- **Instructions for the task**
Make an exact copy of the lines below.

Segment Start: Available data

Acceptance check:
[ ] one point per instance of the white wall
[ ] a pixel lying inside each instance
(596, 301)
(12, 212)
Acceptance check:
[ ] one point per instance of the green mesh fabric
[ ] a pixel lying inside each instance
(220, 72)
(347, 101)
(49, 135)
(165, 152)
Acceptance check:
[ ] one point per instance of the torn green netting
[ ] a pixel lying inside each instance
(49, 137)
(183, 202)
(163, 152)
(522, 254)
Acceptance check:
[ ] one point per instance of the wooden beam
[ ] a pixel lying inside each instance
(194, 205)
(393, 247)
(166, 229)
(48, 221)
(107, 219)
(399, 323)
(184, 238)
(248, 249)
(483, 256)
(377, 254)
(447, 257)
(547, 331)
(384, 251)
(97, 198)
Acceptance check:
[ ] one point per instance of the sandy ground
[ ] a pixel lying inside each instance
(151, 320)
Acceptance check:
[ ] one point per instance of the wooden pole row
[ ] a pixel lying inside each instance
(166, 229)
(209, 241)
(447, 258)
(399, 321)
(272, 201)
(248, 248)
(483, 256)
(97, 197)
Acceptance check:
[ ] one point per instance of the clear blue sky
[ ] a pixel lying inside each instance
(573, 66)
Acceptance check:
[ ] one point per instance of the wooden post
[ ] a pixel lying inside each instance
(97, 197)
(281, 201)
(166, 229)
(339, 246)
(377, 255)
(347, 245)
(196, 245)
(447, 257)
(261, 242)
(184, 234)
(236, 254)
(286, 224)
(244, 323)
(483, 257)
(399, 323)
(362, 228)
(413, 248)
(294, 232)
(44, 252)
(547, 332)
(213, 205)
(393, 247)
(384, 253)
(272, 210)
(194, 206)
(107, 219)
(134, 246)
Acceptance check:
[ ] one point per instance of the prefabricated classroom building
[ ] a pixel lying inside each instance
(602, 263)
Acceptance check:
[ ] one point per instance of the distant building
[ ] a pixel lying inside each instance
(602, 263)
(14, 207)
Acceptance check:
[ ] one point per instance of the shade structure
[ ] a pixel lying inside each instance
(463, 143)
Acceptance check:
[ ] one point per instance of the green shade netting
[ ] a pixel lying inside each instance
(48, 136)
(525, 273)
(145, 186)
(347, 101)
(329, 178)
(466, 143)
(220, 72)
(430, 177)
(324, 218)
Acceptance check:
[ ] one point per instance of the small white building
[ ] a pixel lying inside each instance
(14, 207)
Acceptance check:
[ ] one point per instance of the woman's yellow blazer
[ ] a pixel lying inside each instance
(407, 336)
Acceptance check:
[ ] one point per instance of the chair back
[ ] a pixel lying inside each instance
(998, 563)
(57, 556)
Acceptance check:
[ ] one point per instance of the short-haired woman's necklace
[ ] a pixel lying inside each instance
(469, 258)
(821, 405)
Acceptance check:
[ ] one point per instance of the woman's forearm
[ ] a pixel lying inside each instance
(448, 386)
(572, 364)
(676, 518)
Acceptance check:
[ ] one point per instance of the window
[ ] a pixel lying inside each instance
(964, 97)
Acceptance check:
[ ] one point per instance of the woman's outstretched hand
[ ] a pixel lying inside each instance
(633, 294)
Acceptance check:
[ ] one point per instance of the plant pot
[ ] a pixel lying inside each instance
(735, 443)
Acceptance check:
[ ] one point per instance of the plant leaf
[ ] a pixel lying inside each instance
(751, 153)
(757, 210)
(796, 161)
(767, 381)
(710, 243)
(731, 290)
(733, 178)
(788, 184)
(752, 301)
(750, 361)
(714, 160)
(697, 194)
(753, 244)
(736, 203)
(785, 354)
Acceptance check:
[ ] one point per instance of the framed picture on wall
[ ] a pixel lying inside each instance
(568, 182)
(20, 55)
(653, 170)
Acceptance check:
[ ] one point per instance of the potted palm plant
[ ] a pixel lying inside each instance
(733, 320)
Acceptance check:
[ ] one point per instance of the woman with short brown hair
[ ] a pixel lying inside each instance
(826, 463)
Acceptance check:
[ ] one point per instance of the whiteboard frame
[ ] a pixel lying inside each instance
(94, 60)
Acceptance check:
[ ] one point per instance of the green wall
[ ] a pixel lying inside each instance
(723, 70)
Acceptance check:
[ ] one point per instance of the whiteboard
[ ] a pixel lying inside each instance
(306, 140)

Segment End: Available data

- **Reply**
Acceptance check:
[ ] one point per instance of the white wall
[ ] a pixel lying inside each instance
(596, 301)
(12, 212)
Acceptance check:
[ ] one point per instance of the green mesh fabric
[ ] a pixel lying inside each instance
(220, 72)
(347, 101)
(49, 135)
(165, 152)
Acceptance check:
[ ] one point per instance of the torn green netting
[ ] a pixel lying inside each instance
(49, 137)
(183, 202)
(163, 152)
(522, 254)
Acceptance check:
[ ] one point per instance of the wooden beam
[ ] a pixel lying inside each instance
(194, 205)
(393, 247)
(166, 229)
(48, 221)
(107, 219)
(399, 323)
(184, 238)
(248, 249)
(483, 256)
(377, 254)
(447, 257)
(547, 331)
(384, 251)
(97, 198)
Acceptance check:
[ ] one point per instance of the sandy ground
[ ] a pixel lying inside each instance
(151, 320)
Acceptance check:
[ ] one point per instance of the wooden pole row
[ ] a pixel lying inside each instance
(166, 229)
(209, 241)
(447, 258)
(399, 321)
(272, 201)
(248, 248)
(483, 256)
(97, 197)
Acceptance check:
[ ] one point per instance of the clear blue sky
[ ] a pixel lying inside each instance
(573, 66)
Acceptance check:
[ ] one point per instance of the wooden post
[ ] a pixel lying inside each instance
(97, 197)
(281, 201)
(166, 229)
(339, 246)
(377, 255)
(347, 245)
(196, 245)
(447, 257)
(261, 242)
(184, 234)
(236, 254)
(286, 224)
(244, 323)
(483, 257)
(399, 323)
(362, 228)
(413, 248)
(294, 232)
(44, 252)
(547, 332)
(213, 205)
(393, 247)
(384, 253)
(272, 210)
(194, 206)
(107, 219)
(134, 246)
Acceptance check:
[ ] one point per instance of the prefabricated classroom building
[ ] a pixel lying inside each instance
(602, 263)
Acceptance check:
[ ] one point per instance of the distant building
[ ] a pixel lying inside each instance
(602, 263)
(14, 207)
Acceptance check:
[ ] one point per instance of the shade structure
[ ] a pixel lying inside each instance
(463, 143)
Acceptance check:
[ ] one point per instance of the green shade netting
[ ] a pixel lying inside each instance
(48, 136)
(525, 273)
(145, 186)
(347, 101)
(329, 178)
(466, 143)
(220, 72)
(430, 177)
(324, 218)
Acceptance check:
[ ] one point per instance of the small white building
[ ] a pixel lying inside each instance
(14, 207)
Acceptance check:
[ ] one point per instance of the woman's yellow blazer
[ ] a pixel lying inside each instance
(407, 336)
Acceptance check:
[ ] one point per instance of the chair back
[ ] a pixel lying inside each instance
(998, 563)
(57, 556)
Acceptance check:
[ ] one point per instance of the short-haired woman's necklace
[ ] a pixel lying inside each instance
(469, 258)
(821, 405)
Acceptance check:
[ ] one point per instance of the woman's forearm
[ ] a pixel lying inside each instance
(448, 386)
(572, 364)
(676, 518)
Acceptance check:
[ ] one point per instance of the window
[ ] a pixel lying inside each instance
(964, 97)
Acceptance check:
[ ] one point per instance of the woman's outstretched hand
[ ] a pixel lying inside each instance
(633, 294)
Acceptance check:
[ ] one point per instance of the plant pot
[ ] a pixel lying inside each instance
(735, 443)
Acceptance check:
[ ] one point per instance of the plant leaf
[ ] a pixel lying inside each instance
(751, 153)
(757, 210)
(796, 161)
(767, 381)
(710, 243)
(731, 290)
(733, 178)
(788, 184)
(752, 301)
(750, 361)
(714, 160)
(697, 194)
(753, 244)
(736, 203)
(785, 354)
Acceptance check:
[ ] one point per instance of the framed picture on wall
[ ] a pixel lying inside each instance
(568, 182)
(20, 55)
(653, 170)
Acceptance check:
[ ] one point per instance of the potted palm plant
[ ] a pixel lying inside each instance
(733, 320)
Acceptance check:
[ ] one point per instance of the woman with short brown hair
[ ] a pixel lying inside each instance
(826, 463)
Acceptance check:
[ ] one point per instance of the whiteboard frame
[ ] a pixel lying inside each instance
(94, 60)
Acceptance check:
[ ] one point per instance of the green wall
[ ] a pixel lying inside each instance
(723, 70)
Acceptance check:
[ ] one point per instance of the whiteboard
[ ] a pixel lying inside each instance
(306, 140)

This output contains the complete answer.